— Start Text to read —

[Vision2020] Column Headline was not mine

Joan Opyr joanopyr at earthlink.net
Sat Aug 13 12:16:28 PDT 2005


Dear Visionaries:

In the world of print newspapers, headlines are never written by 
reporters or opinion columnists; they are written by copy editors.  
Headline-writing is the copy editors' purview, and they guard it 
jealously.  (Copy editors are to blame for those awful plays on words 
like "Hold that Tiger," when Tiger Woods is playing better golf than he 
has been this past week.)  Writers hate this cheesy tendency among copy 
editors; we revile them for being pun-happy.  Nick Gier did not write 
the Idaho Statesman headline that accompanied his article, and you can 
bet your sweet bippie that he didn't have any input regarding the use 
of the word Neo-Nazi.  That's unfortunate, but that's the way it works. 
  Greg Dickison and Doug Wilson should take up their concerns with the 
editors of Idaho Statesman and/or with Gannet, the massive conglomerate 
which owns the paper.

— End Text to read —
— Start Material provided —

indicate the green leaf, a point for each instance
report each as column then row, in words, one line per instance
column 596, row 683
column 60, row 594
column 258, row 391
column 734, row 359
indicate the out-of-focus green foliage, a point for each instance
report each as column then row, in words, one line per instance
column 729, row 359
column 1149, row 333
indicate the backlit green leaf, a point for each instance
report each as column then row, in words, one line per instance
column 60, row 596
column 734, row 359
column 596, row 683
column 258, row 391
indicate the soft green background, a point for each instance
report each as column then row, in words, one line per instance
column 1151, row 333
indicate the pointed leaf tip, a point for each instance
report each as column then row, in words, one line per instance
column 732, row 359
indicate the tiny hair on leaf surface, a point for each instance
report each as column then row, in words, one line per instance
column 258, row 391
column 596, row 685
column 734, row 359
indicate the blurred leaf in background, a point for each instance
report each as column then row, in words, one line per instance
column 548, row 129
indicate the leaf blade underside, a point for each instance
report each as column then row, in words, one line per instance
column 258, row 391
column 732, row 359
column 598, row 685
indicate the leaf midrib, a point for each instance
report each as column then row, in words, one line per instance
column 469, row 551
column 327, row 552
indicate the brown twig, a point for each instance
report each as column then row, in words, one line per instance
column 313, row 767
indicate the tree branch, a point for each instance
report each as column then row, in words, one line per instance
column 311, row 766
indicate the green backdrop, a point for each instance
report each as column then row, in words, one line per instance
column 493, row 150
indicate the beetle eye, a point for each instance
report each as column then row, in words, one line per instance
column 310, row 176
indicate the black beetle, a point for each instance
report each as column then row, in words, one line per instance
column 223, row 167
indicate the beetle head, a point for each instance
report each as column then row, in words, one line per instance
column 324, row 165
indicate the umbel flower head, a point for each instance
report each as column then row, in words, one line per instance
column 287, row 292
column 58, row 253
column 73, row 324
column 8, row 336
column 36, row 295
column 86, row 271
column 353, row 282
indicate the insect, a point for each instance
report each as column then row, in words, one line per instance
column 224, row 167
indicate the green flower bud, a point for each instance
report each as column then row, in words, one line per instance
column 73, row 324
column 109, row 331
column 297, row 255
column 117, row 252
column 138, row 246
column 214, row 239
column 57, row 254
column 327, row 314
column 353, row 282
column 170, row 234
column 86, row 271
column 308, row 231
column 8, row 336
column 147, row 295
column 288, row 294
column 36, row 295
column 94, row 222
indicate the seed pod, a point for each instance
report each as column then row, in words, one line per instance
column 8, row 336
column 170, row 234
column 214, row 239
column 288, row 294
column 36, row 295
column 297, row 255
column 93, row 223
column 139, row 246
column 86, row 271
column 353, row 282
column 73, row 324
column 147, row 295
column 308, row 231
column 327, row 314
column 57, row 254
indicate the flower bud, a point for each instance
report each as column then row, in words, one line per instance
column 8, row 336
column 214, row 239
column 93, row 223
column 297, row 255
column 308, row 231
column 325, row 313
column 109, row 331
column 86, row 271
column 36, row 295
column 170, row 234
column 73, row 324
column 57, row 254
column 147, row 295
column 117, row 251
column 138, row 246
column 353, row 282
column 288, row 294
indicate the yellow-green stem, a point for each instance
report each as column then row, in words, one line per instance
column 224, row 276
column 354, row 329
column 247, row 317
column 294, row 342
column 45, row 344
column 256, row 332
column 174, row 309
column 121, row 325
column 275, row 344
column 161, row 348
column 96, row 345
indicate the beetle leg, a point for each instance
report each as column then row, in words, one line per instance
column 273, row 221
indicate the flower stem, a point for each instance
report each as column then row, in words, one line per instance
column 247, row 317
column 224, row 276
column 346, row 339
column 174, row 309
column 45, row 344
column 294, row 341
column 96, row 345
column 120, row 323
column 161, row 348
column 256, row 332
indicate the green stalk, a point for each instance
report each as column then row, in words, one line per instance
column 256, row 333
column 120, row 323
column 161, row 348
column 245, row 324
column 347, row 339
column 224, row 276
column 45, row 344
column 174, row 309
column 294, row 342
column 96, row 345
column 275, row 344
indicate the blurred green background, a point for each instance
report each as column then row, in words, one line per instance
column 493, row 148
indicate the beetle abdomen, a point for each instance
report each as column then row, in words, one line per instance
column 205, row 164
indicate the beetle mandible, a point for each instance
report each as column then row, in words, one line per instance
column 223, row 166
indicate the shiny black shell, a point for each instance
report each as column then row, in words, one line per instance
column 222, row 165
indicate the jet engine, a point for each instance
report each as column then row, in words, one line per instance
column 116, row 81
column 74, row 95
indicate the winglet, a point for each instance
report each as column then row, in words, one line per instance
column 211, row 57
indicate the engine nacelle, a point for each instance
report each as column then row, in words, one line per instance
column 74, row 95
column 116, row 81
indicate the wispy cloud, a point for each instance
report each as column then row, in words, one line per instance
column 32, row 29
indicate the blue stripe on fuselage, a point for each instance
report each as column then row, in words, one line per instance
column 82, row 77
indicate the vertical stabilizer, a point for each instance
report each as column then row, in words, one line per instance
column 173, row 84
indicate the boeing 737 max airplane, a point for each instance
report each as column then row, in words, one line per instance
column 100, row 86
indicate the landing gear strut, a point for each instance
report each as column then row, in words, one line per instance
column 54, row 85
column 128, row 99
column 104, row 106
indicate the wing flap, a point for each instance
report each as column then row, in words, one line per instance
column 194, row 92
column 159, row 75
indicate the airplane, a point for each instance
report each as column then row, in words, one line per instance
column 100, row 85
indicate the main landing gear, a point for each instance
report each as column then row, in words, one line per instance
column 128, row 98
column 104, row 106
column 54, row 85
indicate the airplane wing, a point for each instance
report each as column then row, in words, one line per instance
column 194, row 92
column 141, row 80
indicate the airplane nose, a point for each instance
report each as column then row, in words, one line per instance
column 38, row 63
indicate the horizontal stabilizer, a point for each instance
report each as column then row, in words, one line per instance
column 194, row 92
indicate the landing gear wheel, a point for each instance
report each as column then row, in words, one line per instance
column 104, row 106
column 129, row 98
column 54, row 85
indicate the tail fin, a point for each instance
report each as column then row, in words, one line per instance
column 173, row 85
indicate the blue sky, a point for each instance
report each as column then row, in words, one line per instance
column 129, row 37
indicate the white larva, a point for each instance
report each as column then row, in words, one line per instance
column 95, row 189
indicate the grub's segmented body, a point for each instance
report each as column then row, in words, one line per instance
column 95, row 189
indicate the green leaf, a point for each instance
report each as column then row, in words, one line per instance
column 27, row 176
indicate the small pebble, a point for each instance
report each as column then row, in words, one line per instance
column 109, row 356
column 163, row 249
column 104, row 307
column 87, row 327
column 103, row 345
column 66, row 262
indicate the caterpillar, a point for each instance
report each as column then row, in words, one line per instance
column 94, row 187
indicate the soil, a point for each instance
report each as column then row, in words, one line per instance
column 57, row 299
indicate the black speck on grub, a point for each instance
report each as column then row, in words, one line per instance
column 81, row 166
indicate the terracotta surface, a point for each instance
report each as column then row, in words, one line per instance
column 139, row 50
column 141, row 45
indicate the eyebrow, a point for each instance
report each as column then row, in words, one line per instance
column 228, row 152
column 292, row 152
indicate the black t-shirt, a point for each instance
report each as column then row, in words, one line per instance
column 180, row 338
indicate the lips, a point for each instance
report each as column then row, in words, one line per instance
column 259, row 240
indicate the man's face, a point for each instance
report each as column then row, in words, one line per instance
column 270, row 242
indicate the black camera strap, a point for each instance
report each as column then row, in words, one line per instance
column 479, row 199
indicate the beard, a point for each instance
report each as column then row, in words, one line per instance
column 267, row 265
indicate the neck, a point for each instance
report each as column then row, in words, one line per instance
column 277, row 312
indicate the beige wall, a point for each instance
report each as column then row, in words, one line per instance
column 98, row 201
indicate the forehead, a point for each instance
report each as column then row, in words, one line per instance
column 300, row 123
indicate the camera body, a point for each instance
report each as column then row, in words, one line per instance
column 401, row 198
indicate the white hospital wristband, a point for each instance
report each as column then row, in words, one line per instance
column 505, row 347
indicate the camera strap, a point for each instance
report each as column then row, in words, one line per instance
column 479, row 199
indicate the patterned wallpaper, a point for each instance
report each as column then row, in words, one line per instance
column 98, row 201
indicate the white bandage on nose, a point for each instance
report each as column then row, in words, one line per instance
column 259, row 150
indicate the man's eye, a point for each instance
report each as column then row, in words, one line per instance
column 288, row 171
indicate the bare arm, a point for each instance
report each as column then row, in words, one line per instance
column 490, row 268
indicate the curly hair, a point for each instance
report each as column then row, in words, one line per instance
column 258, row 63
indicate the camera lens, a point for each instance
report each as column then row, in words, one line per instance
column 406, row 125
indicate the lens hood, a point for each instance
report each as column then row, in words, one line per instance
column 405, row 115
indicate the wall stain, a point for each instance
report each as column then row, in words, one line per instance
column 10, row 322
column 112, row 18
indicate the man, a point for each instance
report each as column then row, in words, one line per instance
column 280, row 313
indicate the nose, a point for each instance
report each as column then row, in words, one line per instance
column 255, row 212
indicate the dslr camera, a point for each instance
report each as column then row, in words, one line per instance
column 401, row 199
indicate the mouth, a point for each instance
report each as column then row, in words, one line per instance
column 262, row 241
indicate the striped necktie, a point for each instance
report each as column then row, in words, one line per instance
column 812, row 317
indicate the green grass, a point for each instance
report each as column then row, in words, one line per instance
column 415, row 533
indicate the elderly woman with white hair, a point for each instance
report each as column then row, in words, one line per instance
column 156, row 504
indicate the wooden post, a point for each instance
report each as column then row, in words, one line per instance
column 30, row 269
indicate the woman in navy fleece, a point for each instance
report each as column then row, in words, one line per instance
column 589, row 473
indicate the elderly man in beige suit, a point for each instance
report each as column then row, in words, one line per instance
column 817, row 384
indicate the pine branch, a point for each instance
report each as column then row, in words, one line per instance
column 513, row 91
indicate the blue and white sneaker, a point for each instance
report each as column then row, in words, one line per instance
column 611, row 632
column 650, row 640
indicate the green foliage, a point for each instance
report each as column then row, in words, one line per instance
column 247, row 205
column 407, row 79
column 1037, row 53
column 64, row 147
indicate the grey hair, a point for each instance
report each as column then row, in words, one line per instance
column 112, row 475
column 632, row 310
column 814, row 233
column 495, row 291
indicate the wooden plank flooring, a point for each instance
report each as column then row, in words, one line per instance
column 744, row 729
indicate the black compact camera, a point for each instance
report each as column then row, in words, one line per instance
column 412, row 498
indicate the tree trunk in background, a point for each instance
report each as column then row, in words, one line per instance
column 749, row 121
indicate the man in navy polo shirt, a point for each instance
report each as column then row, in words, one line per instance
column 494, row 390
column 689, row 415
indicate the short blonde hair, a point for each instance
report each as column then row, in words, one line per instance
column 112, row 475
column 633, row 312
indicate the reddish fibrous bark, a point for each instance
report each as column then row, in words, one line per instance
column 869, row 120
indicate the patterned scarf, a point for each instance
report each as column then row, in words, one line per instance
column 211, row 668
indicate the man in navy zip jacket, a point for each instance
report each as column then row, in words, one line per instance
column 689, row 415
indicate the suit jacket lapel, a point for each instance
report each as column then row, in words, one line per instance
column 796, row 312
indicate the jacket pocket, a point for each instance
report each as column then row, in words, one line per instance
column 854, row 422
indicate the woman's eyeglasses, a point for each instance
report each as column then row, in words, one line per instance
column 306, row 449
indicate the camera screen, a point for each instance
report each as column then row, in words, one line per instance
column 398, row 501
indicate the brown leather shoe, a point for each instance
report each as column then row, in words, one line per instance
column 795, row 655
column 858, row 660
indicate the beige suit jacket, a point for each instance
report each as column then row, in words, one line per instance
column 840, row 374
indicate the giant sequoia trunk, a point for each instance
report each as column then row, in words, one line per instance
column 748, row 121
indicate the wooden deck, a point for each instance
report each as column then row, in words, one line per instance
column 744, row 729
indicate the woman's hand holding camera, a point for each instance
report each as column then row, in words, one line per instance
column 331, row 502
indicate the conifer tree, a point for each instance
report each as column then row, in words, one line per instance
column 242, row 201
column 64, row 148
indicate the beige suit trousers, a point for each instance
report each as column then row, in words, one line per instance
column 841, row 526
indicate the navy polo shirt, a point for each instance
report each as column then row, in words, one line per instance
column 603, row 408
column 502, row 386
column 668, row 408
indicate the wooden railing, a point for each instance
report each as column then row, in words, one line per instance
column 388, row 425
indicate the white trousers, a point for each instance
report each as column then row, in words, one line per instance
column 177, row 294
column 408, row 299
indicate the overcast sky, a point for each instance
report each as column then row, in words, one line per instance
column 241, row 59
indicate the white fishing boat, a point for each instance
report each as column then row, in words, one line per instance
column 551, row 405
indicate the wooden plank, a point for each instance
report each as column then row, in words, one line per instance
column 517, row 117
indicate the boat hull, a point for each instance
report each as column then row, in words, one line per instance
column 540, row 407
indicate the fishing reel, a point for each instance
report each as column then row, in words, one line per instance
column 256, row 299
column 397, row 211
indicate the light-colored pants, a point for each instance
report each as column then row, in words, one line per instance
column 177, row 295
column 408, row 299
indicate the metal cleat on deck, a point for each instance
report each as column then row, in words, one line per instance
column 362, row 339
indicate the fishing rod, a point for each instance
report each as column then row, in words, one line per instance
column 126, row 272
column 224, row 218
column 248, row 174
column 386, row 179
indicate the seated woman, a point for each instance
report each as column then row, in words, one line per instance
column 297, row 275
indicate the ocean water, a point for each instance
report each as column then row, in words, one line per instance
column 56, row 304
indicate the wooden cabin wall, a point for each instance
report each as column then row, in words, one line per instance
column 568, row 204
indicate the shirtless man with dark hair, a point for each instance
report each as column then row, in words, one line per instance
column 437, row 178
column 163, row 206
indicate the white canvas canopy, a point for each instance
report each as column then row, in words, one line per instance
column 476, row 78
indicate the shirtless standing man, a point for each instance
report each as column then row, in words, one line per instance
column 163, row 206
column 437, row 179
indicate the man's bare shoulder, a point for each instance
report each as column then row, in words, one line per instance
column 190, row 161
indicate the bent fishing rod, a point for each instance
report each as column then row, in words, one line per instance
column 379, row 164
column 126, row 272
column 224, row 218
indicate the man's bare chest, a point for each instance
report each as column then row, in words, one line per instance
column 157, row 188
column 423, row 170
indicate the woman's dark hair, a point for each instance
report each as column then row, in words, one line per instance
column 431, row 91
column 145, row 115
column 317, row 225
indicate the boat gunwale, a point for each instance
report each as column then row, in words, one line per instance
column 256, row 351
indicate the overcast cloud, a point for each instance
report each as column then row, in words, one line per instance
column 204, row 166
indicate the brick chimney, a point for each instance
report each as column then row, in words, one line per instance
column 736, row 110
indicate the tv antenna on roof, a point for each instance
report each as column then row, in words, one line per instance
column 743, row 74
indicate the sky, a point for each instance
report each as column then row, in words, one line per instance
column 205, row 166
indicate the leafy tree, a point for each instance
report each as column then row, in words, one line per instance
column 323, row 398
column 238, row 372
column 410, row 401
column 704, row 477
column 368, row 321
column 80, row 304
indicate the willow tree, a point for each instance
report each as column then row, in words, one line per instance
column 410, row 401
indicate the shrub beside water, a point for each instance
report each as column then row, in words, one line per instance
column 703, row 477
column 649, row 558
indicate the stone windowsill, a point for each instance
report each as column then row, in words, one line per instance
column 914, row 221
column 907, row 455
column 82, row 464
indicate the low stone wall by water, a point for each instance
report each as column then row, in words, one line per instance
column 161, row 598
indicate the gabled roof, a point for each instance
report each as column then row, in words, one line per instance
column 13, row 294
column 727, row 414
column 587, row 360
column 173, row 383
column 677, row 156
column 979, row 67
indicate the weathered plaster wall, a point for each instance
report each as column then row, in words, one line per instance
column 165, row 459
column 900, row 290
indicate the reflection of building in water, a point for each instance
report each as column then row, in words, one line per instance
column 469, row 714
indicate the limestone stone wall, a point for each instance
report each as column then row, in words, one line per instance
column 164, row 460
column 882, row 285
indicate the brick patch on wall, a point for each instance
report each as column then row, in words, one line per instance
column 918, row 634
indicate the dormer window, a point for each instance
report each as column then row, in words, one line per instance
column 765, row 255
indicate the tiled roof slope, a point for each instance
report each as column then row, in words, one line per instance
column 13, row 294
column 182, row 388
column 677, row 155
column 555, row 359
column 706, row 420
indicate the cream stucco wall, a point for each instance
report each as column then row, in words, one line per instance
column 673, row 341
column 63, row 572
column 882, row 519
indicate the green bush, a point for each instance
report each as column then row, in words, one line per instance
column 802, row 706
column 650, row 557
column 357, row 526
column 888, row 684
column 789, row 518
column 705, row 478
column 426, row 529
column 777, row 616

— End Material provided —

Repeat word for word the passage of the message on newspaper headlines that begins at the words "In the world" and stops after "owns the paper.". These records are separate material and have no connection to the text.

_Answer to this task_
In the world of print newspapers, headlines are never written by 
reporters or opinion columnists; they are written by copy editors.  
Headline-writing is the copy editors' purview, and they guard it 
jealously.  (Copy editors are to blame for those awful plays on words 
like "Hold that Tiger," when Tiger Woods is playing better golf than he 
has been this past week.)  Writers hate this cheesy tendency among copy 
editors; we revile them for being pun-happy.  Nick Gier did not write 
the Idaho Statesman headline that accompanied his article, and you can 
bet your sweet bippie that he didn't have any input regarding the use 
of the word Neo-Nazi.  That's unfortunate, but that's the way it works. 
  Greg Dickison and Doug Wilson should take up their concerns with the 
editors of Idaho Statesman and/or with Gannet, the massive conglomerate 
which owns the paper.